Image-grounded pointing data

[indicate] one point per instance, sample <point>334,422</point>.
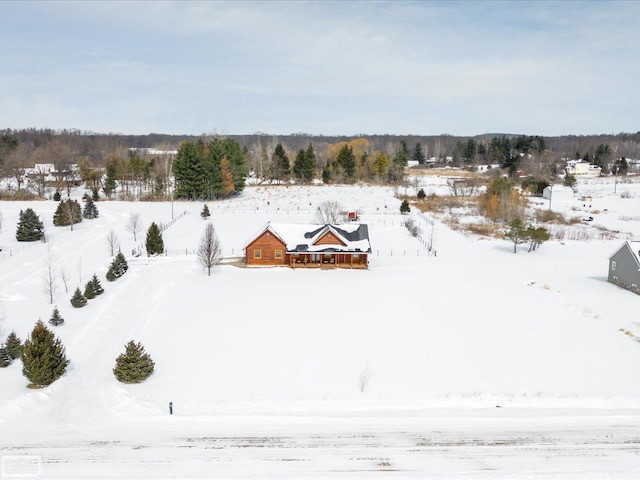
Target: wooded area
<point>211,166</point>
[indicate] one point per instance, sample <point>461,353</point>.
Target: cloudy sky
<point>333,67</point>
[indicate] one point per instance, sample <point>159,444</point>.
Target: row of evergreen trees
<point>31,229</point>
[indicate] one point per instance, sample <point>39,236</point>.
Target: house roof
<point>634,248</point>
<point>304,237</point>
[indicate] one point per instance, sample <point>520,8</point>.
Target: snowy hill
<point>475,326</point>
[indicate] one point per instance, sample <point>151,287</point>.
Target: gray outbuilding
<point>624,266</point>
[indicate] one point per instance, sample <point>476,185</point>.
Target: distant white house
<point>557,193</point>
<point>582,168</point>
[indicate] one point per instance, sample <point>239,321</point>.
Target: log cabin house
<point>310,246</point>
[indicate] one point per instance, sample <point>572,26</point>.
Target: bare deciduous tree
<point>113,242</point>
<point>210,249</point>
<point>50,283</point>
<point>328,212</point>
<point>135,225</point>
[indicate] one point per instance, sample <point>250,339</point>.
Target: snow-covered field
<point>478,363</point>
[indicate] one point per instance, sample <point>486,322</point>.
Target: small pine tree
<point>90,291</point>
<point>154,243</point>
<point>90,210</point>
<point>13,345</point>
<point>134,365</point>
<point>56,319</point>
<point>97,286</point>
<point>5,358</point>
<point>43,357</point>
<point>30,228</point>
<point>78,300</point>
<point>117,268</point>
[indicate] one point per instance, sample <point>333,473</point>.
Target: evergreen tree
<point>121,265</point>
<point>226,177</point>
<point>30,228</point>
<point>67,213</point>
<point>78,300</point>
<point>305,164</point>
<point>111,274</point>
<point>90,290</point>
<point>110,179</point>
<point>517,233</point>
<point>5,358</point>
<point>402,154</point>
<point>117,268</point>
<point>134,365</point>
<point>90,210</point>
<point>56,319</point>
<point>97,286</point>
<point>205,212</point>
<point>418,154</point>
<point>13,345</point>
<point>154,243</point>
<point>347,160</point>
<point>43,357</point>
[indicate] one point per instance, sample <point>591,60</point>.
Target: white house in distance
<point>557,193</point>
<point>582,168</point>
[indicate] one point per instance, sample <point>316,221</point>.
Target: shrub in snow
<point>134,365</point>
<point>30,228</point>
<point>117,268</point>
<point>78,300</point>
<point>90,210</point>
<point>43,357</point>
<point>154,243</point>
<point>13,345</point>
<point>89,291</point>
<point>97,286</point>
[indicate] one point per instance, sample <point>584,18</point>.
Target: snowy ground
<point>264,366</point>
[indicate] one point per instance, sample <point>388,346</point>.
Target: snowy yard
<point>265,366</point>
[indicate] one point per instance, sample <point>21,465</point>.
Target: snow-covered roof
<point>353,237</point>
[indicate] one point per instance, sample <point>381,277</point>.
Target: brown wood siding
<point>267,243</point>
<point>329,239</point>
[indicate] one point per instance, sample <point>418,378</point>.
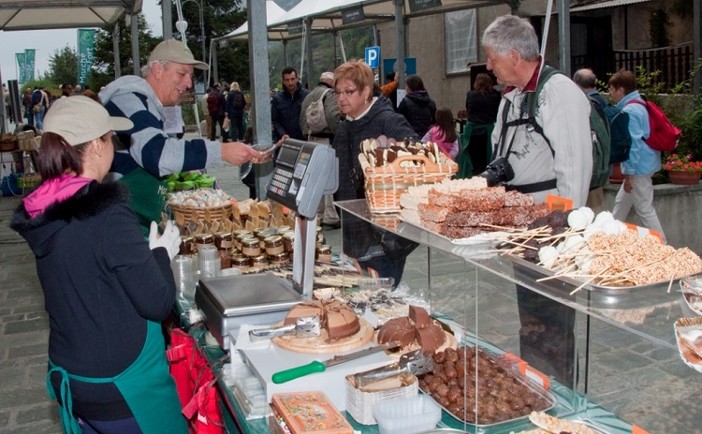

#### [Exercise instructions]
Return only the part of the records above that opens with the line containing "Target: wooded area" and closes with the line containing "instance, sample <point>151,287</point>.", ends included.

#### [Answer to this exercise]
Target: wooded area
<point>211,166</point>
[indicate] one point per instance, sample <point>461,353</point>.
Target: cloudy sky
<point>333,67</point>
[indicate] one point per instance, sample <point>159,444</point>.
Target: row of evergreen trees
<point>31,229</point>
[indicate] one point per instance, sample <point>39,236</point>.
Target: house roof
<point>634,248</point>
<point>304,237</point>
[indicate] one point per instance, sample <point>520,8</point>.
Target: snowy hill
<point>475,326</point>
[indicate] one point per instance, sample <point>151,287</point>.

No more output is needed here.